REQUEST. Could you express the lines below as a JSON list of strings, one string per line, with blank lines and pictures left out?

Location identification items:
• • • •

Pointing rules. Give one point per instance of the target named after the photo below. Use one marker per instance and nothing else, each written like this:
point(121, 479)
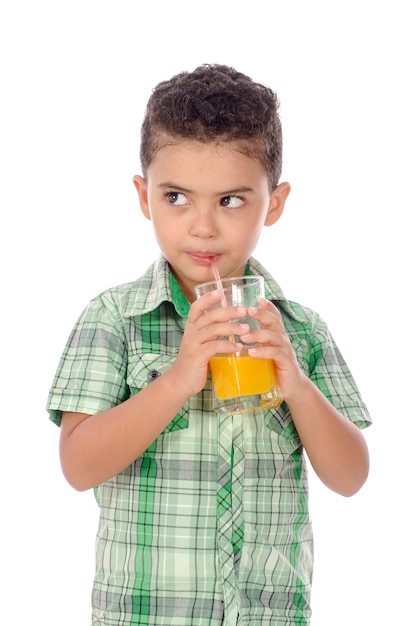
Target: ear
point(142, 190)
point(277, 202)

• • • •

EXPECTED ANSWER.
[
  "Pointing rules. Give one point per instance of the target named after the photo below. Use one marker per instance and nothing else, each written like this:",
  "point(121, 479)",
  "Target: ear",
  "point(142, 190)",
  "point(277, 202)"
]